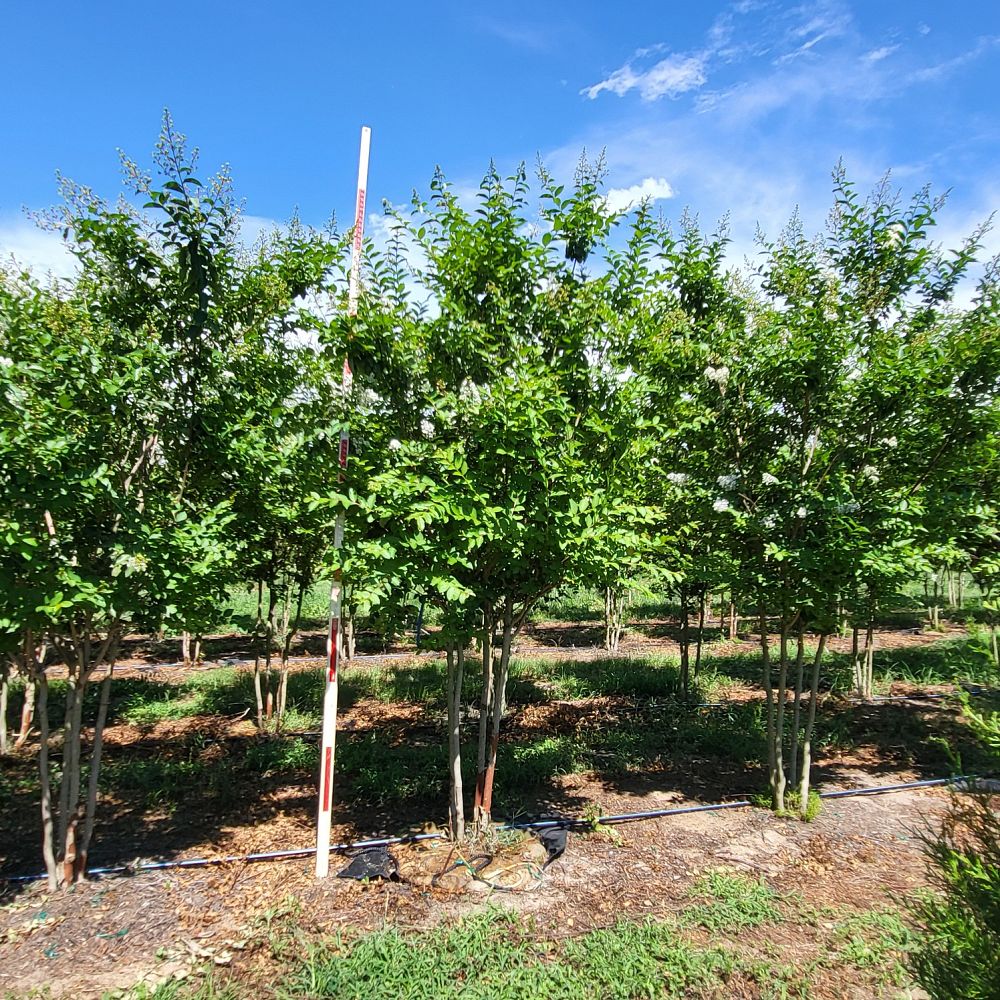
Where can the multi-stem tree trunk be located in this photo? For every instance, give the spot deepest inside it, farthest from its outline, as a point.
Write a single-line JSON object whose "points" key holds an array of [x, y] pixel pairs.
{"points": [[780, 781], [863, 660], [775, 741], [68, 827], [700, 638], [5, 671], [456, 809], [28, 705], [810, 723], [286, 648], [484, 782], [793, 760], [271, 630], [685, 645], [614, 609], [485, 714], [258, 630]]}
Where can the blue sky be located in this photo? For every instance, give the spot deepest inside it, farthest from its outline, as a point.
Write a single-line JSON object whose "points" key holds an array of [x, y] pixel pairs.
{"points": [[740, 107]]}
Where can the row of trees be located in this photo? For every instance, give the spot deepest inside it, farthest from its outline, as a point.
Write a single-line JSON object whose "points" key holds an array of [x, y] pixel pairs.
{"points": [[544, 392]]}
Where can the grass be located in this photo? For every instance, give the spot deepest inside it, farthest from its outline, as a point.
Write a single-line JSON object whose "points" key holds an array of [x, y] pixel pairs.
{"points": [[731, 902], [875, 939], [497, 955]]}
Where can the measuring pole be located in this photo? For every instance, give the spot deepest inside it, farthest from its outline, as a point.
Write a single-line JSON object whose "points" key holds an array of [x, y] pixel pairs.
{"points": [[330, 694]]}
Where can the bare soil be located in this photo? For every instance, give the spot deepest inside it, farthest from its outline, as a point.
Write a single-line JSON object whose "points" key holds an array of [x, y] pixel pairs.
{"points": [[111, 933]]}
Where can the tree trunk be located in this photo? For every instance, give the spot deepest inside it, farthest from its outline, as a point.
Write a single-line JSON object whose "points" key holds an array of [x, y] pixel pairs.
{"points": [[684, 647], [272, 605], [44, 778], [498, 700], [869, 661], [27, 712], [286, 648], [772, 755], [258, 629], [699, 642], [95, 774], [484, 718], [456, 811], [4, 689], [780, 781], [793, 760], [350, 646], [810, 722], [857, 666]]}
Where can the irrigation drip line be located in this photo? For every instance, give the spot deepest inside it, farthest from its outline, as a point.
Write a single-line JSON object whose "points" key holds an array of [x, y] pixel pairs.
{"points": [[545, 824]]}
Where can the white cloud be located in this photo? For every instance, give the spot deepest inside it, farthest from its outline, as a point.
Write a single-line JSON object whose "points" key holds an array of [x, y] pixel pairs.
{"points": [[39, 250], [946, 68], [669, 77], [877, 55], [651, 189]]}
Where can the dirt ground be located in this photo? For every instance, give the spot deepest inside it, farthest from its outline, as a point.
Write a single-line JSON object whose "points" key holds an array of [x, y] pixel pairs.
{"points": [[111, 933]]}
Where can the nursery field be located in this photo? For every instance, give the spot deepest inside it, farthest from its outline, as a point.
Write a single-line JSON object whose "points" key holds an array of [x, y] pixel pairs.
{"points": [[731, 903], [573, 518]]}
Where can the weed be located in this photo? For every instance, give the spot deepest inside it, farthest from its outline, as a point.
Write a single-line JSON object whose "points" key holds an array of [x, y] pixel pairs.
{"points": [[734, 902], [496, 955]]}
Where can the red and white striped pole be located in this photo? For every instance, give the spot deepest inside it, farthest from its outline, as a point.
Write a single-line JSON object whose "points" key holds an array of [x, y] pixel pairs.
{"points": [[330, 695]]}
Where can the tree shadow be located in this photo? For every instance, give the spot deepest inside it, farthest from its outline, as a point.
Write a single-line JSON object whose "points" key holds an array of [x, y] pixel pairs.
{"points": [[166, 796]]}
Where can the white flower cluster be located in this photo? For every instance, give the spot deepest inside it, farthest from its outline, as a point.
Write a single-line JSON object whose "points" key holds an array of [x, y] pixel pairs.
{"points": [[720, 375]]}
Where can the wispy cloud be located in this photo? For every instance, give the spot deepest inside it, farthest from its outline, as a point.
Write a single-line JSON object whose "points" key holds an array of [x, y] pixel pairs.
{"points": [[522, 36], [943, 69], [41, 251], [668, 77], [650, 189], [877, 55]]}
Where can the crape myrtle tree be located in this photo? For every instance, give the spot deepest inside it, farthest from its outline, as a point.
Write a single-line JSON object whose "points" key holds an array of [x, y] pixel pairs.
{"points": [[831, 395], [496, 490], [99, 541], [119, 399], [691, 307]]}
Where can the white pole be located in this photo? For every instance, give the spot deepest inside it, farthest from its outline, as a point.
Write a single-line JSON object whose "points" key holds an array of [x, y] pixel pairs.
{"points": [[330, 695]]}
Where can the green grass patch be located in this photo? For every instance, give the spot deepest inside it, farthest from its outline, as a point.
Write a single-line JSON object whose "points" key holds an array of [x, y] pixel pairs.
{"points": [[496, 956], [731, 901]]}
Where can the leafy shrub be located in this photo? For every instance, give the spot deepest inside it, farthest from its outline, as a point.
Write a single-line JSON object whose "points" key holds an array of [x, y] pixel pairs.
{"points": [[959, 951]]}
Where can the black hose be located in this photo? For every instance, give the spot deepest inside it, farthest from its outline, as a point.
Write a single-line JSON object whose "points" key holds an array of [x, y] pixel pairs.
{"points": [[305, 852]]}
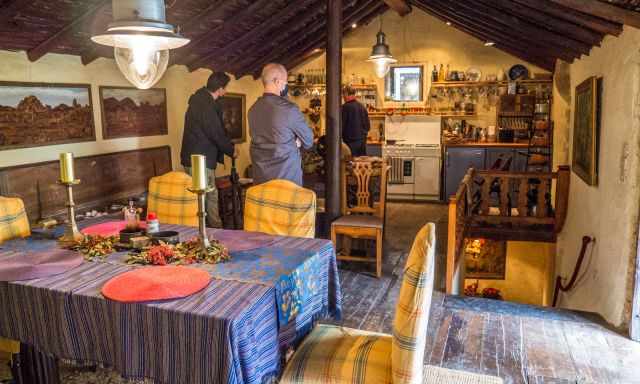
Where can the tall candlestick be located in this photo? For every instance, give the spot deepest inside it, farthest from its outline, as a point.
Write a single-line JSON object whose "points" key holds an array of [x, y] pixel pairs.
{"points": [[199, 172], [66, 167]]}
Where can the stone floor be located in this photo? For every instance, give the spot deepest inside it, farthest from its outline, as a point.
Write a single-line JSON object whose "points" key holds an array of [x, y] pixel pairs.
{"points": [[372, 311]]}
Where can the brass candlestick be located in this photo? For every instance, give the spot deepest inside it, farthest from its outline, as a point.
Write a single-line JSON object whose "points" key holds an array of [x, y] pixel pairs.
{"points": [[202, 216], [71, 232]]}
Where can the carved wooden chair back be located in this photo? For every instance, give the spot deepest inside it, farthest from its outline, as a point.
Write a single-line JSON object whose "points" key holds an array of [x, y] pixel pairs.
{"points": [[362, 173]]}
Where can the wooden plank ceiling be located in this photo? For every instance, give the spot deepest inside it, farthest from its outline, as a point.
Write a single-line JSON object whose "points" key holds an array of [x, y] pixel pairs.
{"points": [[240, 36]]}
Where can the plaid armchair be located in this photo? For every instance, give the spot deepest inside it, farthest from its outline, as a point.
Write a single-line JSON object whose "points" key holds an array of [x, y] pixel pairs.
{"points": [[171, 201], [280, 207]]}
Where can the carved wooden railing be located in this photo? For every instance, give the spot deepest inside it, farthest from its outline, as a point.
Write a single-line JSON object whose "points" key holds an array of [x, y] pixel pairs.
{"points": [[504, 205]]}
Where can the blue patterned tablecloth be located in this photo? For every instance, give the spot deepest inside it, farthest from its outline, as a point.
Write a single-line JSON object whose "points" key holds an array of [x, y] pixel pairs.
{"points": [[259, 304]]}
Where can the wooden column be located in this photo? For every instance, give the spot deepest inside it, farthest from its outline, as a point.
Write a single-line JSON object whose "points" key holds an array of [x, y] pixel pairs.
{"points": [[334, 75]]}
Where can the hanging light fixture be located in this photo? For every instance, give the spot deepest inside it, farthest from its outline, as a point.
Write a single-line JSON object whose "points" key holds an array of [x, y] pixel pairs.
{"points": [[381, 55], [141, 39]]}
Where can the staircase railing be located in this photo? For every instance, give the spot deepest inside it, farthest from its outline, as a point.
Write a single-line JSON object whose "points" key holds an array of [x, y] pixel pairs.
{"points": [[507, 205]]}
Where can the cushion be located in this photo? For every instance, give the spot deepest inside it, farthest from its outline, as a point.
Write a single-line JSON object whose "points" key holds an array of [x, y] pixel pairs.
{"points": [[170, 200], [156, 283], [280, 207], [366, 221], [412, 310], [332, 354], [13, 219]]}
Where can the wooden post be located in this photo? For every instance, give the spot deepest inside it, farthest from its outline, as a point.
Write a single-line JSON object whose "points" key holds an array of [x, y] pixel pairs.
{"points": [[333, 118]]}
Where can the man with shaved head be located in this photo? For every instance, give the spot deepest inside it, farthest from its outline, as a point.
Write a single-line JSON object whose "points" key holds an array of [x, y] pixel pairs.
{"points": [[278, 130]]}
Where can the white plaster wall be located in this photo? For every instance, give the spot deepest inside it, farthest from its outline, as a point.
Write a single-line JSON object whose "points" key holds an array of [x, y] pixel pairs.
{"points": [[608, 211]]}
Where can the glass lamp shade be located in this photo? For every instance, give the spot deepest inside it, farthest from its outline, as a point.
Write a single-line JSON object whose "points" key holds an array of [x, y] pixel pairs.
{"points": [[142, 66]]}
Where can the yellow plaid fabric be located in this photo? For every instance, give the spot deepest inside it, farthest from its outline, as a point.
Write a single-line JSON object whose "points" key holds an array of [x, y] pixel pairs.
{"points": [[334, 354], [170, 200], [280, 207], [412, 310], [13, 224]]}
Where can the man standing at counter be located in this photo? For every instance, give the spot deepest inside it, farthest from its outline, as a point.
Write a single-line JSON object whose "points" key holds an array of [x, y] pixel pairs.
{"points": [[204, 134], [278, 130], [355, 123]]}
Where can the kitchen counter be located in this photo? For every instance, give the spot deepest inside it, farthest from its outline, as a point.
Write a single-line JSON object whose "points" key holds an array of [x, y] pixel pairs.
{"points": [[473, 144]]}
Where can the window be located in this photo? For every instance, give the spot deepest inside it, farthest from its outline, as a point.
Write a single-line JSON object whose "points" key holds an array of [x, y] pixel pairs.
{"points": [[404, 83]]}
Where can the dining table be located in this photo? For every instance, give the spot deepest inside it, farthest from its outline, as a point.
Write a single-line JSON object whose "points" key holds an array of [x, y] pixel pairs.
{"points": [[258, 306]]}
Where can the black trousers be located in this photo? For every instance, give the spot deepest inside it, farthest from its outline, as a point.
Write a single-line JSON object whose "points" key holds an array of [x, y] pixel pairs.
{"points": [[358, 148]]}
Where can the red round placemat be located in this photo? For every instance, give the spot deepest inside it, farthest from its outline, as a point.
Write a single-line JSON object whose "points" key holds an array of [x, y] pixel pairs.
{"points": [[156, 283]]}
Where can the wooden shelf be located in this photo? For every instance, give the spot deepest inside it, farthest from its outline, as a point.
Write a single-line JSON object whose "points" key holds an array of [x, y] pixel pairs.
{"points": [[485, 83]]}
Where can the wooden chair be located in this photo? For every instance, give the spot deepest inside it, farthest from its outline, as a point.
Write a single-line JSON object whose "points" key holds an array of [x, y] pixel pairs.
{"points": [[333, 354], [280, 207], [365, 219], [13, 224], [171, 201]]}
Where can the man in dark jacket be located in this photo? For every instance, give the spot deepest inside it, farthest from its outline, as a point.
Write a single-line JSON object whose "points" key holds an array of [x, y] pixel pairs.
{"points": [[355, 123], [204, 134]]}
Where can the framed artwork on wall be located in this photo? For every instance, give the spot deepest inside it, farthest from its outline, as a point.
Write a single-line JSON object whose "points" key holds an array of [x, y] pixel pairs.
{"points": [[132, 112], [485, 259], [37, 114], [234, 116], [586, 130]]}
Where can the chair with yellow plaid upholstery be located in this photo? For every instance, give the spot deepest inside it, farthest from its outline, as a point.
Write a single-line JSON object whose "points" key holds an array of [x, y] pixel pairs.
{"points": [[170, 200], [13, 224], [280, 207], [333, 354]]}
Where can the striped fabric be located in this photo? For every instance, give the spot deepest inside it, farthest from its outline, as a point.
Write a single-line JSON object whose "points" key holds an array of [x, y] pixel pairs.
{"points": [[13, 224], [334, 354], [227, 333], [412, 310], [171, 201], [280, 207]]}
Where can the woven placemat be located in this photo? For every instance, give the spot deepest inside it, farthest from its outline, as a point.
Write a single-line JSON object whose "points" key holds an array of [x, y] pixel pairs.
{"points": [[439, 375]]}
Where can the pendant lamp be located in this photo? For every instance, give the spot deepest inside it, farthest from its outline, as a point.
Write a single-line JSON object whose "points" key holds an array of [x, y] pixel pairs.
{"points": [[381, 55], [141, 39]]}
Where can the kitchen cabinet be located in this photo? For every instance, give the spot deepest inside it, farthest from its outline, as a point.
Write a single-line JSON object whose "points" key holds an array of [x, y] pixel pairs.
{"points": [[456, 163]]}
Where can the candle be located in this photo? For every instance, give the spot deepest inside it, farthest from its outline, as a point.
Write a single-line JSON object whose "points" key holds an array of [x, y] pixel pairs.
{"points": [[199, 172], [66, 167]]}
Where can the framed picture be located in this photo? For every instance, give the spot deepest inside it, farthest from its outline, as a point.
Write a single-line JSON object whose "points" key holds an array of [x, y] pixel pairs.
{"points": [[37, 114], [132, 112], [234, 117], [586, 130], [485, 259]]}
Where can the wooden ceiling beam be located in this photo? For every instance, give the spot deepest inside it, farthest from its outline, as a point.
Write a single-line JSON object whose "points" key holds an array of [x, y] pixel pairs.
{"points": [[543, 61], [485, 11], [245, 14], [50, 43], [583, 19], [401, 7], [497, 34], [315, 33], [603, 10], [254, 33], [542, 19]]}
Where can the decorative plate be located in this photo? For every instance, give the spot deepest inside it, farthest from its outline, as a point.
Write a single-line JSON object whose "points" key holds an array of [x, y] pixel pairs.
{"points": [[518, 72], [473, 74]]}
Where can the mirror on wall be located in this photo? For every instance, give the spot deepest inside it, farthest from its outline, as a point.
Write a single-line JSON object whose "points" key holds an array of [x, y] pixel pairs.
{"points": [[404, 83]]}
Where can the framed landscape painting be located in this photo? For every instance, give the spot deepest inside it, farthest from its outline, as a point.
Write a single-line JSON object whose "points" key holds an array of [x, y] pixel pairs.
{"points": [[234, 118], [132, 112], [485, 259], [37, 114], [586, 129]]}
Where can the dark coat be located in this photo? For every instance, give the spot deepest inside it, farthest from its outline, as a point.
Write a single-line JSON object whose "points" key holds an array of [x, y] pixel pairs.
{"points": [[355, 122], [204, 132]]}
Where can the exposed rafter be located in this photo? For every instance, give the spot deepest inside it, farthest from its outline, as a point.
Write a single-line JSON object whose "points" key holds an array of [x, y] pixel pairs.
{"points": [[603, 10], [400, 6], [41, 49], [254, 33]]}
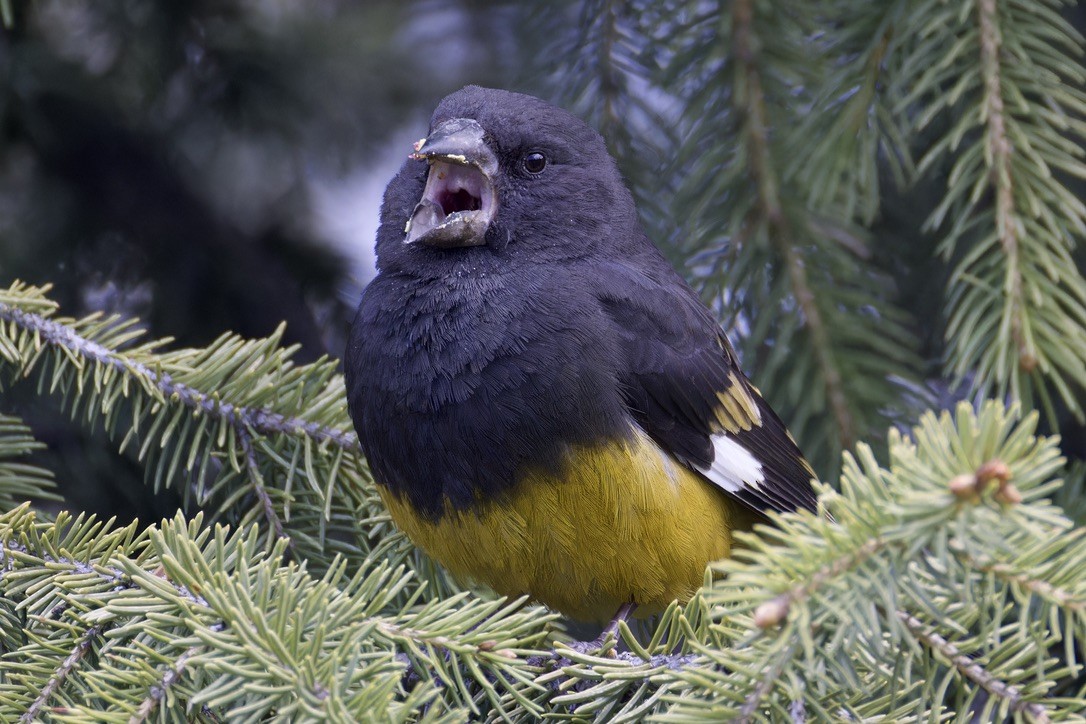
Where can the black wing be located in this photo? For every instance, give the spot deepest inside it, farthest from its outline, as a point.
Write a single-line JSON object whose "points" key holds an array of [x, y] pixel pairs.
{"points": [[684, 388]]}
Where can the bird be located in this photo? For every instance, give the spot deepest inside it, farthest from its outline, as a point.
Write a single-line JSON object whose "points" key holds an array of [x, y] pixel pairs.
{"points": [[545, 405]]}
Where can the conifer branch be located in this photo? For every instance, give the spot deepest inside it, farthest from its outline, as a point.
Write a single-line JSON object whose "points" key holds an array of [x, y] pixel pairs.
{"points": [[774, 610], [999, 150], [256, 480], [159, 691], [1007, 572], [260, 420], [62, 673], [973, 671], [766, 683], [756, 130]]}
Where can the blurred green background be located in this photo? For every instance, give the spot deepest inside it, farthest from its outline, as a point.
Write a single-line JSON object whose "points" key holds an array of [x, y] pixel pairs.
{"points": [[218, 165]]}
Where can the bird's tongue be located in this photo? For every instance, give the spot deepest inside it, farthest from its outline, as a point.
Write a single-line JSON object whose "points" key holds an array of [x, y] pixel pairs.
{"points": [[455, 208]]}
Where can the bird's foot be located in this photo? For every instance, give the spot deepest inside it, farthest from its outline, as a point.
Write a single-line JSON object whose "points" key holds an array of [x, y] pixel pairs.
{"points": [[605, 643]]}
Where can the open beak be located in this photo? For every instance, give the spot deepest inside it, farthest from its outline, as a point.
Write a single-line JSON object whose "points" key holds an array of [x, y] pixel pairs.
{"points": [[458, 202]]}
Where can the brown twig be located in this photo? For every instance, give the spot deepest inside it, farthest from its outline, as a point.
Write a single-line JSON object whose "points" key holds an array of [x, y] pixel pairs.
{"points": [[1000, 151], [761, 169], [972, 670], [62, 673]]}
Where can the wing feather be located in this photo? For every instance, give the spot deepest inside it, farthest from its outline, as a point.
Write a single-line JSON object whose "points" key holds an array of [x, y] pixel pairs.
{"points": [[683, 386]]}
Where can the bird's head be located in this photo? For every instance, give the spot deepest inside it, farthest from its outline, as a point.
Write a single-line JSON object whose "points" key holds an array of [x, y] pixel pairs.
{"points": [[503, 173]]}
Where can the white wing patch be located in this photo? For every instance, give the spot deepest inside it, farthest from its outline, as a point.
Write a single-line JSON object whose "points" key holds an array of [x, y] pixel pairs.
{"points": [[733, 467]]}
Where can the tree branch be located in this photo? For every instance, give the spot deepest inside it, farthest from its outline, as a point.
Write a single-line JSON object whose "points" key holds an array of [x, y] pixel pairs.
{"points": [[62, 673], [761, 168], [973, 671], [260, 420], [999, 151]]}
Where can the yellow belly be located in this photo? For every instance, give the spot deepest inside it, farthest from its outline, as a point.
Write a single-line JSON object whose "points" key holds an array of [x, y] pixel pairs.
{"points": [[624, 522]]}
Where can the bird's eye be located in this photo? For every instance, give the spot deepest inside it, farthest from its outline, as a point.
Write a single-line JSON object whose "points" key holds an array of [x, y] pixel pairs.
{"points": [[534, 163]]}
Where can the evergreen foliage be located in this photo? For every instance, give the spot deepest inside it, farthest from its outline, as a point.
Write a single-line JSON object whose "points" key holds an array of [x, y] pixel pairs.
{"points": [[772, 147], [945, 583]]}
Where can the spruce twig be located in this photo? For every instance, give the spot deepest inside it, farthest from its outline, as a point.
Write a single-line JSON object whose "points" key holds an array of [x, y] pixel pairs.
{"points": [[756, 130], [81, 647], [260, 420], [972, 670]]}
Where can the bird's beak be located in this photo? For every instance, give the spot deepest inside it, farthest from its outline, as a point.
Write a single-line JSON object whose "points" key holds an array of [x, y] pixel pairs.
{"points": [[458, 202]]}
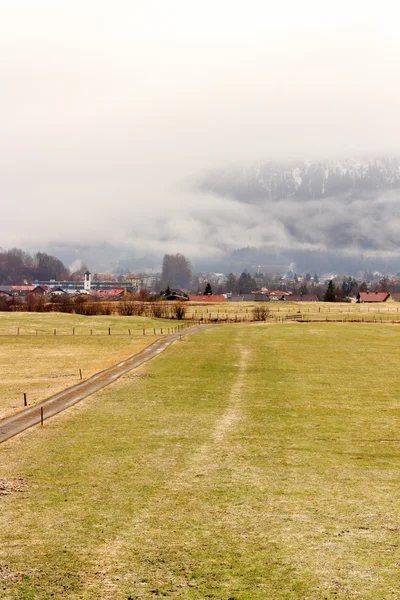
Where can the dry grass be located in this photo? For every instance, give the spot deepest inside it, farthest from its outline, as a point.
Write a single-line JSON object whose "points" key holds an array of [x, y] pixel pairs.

□ □ □

=== Goal of the exercise ===
Report how many lines in the listing above hold the string "twig", giving the number and no other words.

=== Solution for this problem ===
2